__RAW RECORDS__
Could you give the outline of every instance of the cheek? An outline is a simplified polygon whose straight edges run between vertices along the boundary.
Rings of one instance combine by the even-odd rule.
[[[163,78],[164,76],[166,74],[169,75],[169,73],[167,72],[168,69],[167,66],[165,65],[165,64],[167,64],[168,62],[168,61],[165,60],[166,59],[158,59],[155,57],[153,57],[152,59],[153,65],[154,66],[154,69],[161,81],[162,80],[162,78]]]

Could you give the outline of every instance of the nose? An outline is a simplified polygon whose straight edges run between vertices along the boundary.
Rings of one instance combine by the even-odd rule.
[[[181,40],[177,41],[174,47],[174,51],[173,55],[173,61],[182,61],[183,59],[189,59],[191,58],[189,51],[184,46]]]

==

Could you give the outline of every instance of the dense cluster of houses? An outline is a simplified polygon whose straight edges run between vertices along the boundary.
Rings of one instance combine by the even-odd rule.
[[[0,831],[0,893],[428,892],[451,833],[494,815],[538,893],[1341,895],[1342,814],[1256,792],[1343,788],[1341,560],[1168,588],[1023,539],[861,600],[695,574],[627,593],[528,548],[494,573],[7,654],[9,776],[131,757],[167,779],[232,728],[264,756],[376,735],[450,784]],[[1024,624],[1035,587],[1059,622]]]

---

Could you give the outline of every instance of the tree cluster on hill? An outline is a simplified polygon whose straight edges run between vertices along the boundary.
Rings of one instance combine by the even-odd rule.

__YOUR INSTRUCTIONS__
Which lines in the rows above contain the string "give"? Gather every such line in full, treating uppercase and lowercase as distinct.

__FINAL RESULT__
Could you give the outline of every instance of the cheek? An outline is a simplified polygon whose straight edges run between vertices along the boundary.
Could you give the outline of every instance of the nose? An outline is a simplified polygon whose straight edges run between vertices along the boundary.
Could you give the outline of every instance of the dense cluster of houses? An outline is a simplified polygon whose straight edges run between vertices along the boundary.
Could you give the outline of every instance of the tree cluster on hill? An outline is a simplified polygon whose straight edges run between vertices along the boundary.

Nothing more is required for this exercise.